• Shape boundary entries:

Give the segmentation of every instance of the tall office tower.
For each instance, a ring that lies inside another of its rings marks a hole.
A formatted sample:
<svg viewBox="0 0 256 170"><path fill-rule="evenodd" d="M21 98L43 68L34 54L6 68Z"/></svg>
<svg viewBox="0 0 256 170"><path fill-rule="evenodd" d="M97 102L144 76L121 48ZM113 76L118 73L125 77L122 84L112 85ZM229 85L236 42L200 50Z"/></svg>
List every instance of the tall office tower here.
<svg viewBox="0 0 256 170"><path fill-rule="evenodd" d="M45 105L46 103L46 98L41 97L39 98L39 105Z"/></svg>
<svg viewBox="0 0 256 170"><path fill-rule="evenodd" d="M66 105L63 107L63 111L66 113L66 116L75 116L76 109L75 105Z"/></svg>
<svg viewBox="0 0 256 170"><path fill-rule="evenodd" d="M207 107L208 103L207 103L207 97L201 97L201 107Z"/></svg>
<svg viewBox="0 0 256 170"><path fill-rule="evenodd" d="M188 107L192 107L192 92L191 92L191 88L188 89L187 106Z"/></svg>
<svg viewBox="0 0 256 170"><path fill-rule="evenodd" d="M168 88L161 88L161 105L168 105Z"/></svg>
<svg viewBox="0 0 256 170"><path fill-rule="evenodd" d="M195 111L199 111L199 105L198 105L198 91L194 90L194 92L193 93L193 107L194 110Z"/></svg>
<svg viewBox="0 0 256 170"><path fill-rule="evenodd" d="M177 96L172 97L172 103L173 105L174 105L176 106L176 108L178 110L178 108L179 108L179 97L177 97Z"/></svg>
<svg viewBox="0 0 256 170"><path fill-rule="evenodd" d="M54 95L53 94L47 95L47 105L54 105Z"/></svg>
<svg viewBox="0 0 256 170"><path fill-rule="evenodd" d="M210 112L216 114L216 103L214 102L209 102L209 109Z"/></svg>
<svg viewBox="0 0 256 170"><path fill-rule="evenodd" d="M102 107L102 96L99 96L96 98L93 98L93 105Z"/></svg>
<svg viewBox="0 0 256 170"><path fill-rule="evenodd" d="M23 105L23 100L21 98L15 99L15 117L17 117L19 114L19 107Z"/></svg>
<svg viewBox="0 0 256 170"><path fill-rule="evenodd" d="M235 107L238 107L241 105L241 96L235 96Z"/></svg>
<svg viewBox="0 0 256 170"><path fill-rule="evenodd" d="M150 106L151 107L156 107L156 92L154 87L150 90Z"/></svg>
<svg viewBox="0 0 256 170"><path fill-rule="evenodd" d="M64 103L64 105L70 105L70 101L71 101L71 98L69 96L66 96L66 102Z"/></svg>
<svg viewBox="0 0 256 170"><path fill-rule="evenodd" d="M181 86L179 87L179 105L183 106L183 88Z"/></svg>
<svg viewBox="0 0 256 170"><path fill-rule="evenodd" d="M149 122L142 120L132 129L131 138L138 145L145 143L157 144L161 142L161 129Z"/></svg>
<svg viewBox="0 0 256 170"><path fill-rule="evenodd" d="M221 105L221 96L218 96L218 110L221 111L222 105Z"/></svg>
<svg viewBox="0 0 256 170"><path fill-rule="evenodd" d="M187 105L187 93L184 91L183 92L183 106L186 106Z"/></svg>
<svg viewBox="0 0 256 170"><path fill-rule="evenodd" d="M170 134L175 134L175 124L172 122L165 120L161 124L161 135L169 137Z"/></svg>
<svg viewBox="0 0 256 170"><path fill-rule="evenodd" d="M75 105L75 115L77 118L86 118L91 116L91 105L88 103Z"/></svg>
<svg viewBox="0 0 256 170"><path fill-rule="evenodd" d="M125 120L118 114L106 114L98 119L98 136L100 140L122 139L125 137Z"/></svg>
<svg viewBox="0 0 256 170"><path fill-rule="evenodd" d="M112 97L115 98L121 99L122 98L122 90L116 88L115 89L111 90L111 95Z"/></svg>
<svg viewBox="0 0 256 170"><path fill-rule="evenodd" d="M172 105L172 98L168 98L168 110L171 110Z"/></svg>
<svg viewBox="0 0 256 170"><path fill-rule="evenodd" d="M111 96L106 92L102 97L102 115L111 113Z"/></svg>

• TASK STATEMENT:
Copy the entries from the start through the line containing "105L63 107L63 111L66", swapping "tall office tower" for "high-rise building" and keeping everything else the same.

• ANSWER TO THIS EXERCISE:
Give the segmentation of every instance of the high-rise building.
For each instance, a ring that lies inside another of its rings marks a hole.
A formatted sample:
<svg viewBox="0 0 256 170"><path fill-rule="evenodd" d="M21 98L43 68L34 54L6 68Z"/></svg>
<svg viewBox="0 0 256 170"><path fill-rule="evenodd" d="M97 102L144 76L121 48ZM113 76L118 73L125 77L122 84L112 85ZM229 85L236 42L200 50Z"/></svg>
List every instance of the high-rise building here.
<svg viewBox="0 0 256 170"><path fill-rule="evenodd" d="M45 105L46 103L46 98L41 97L39 98L39 105Z"/></svg>
<svg viewBox="0 0 256 170"><path fill-rule="evenodd" d="M66 105L63 107L63 111L66 113L66 116L75 116L76 109L75 105Z"/></svg>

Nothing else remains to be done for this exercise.